INFORMATION SHOWN:
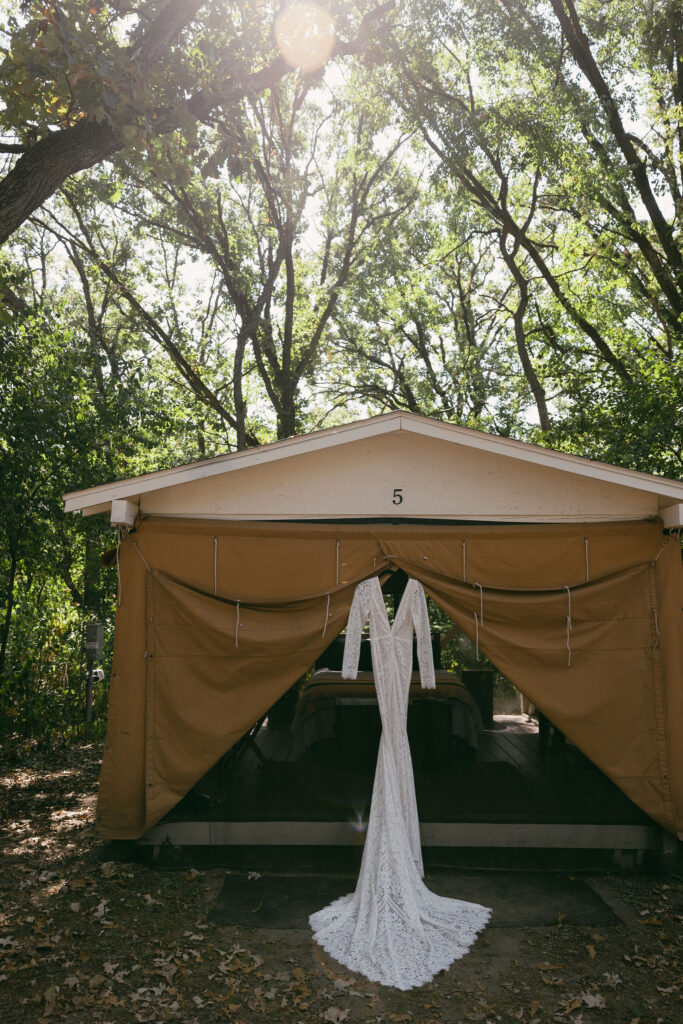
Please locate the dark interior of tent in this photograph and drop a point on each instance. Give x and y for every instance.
(481, 750)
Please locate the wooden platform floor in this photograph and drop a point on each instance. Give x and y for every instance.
(508, 782)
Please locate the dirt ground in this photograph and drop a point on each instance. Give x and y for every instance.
(87, 938)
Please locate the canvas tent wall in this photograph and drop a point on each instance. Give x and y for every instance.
(218, 617)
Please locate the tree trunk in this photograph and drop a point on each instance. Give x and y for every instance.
(8, 610)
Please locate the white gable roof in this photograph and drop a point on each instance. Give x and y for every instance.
(440, 470)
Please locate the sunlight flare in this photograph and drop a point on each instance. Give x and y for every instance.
(305, 36)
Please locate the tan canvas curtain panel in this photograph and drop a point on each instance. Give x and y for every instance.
(216, 621)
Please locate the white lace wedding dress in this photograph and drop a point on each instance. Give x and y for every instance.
(392, 929)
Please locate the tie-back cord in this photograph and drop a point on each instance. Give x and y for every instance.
(568, 625)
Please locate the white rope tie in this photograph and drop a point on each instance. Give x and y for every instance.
(215, 565)
(568, 626)
(144, 561)
(480, 601)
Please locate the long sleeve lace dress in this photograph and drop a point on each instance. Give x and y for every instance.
(392, 929)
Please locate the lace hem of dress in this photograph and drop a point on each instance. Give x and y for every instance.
(399, 955)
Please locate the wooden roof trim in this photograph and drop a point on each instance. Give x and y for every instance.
(376, 426)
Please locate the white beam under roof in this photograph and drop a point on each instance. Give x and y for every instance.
(670, 493)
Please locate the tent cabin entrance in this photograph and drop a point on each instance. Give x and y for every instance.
(237, 572)
(485, 777)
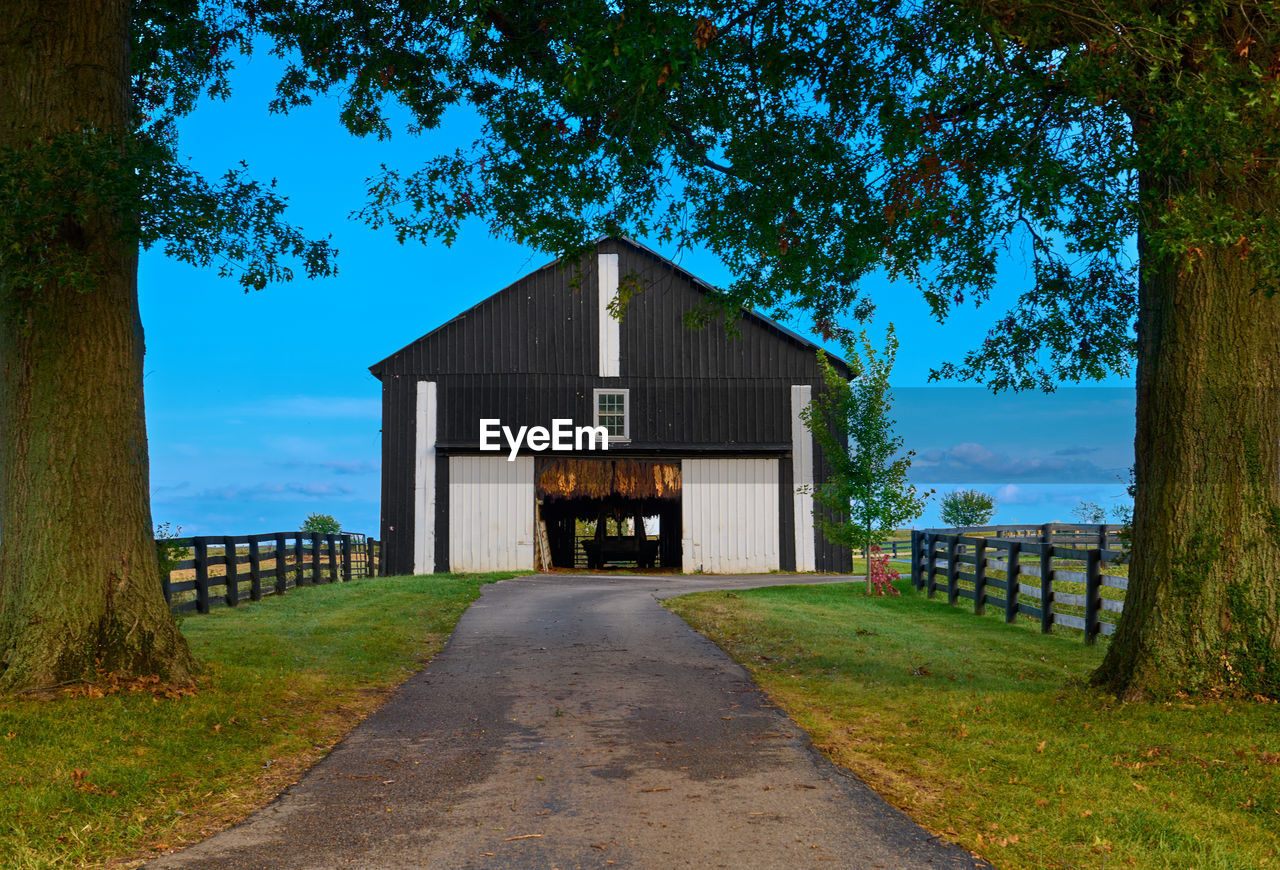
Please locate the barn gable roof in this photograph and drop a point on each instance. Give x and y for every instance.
(777, 330)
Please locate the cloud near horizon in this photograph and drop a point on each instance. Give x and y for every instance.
(973, 462)
(292, 490)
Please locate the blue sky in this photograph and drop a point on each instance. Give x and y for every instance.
(261, 408)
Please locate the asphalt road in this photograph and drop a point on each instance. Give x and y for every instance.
(572, 722)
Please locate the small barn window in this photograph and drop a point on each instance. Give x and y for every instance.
(612, 410)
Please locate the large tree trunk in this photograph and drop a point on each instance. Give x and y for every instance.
(1202, 612)
(80, 589)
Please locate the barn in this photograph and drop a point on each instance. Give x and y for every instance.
(536, 410)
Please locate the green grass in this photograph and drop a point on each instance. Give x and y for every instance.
(988, 735)
(95, 781)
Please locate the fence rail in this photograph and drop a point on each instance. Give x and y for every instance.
(1065, 562)
(209, 571)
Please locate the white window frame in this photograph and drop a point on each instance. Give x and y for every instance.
(626, 411)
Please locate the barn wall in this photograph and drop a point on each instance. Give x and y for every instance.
(531, 353)
(490, 513)
(730, 514)
(400, 398)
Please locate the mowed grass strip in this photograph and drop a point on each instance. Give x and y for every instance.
(987, 733)
(100, 781)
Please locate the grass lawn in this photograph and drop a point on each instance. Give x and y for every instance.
(987, 733)
(99, 781)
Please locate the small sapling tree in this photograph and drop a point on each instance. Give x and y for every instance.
(1089, 512)
(320, 523)
(967, 508)
(867, 495)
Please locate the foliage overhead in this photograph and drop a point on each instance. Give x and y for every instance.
(865, 495)
(182, 51)
(965, 508)
(805, 143)
(810, 143)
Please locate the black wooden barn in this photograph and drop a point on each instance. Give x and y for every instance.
(704, 430)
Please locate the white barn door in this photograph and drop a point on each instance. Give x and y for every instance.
(490, 513)
(730, 512)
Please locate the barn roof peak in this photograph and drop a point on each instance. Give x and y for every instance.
(698, 283)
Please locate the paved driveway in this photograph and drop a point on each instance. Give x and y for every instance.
(572, 722)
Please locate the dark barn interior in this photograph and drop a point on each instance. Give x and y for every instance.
(609, 493)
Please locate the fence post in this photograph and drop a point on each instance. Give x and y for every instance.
(931, 543)
(200, 546)
(282, 559)
(167, 577)
(979, 577)
(229, 555)
(1013, 581)
(915, 559)
(1046, 587)
(300, 563)
(255, 569)
(1092, 595)
(952, 567)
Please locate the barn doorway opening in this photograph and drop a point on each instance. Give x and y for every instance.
(609, 513)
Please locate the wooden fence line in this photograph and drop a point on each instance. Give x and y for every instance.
(933, 568)
(287, 559)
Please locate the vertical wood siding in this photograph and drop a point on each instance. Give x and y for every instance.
(531, 353)
(424, 480)
(490, 513)
(730, 514)
(607, 293)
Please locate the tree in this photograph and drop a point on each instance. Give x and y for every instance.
(967, 508)
(320, 523)
(1127, 150)
(88, 172)
(1089, 512)
(865, 495)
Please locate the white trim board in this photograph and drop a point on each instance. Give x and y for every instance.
(424, 480)
(801, 479)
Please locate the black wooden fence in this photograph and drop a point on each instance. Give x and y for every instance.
(1066, 562)
(224, 569)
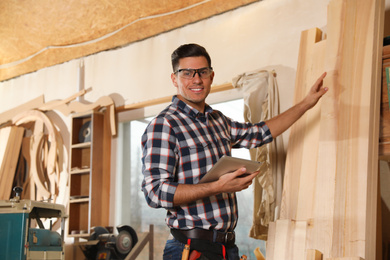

WHAT NEEDS TO BE DONE:
Report each line of the rows above that contains the word "tree", copying every such line in full.

SOLUTION TO THIS TASK:
Please locate the tree trunk in this photograph and drop a point on each instance. Give x and y for every instance.
Please locate the large tree trunk in this photograph and drop a point on each instance. Give x and y for every instance.
Please locate the small sapling tree in this photograph and drop a point on each instance. Give x and y for every instance.
Please locate the tree in this photograph and drop a point on each instance. Give x and y for every instance.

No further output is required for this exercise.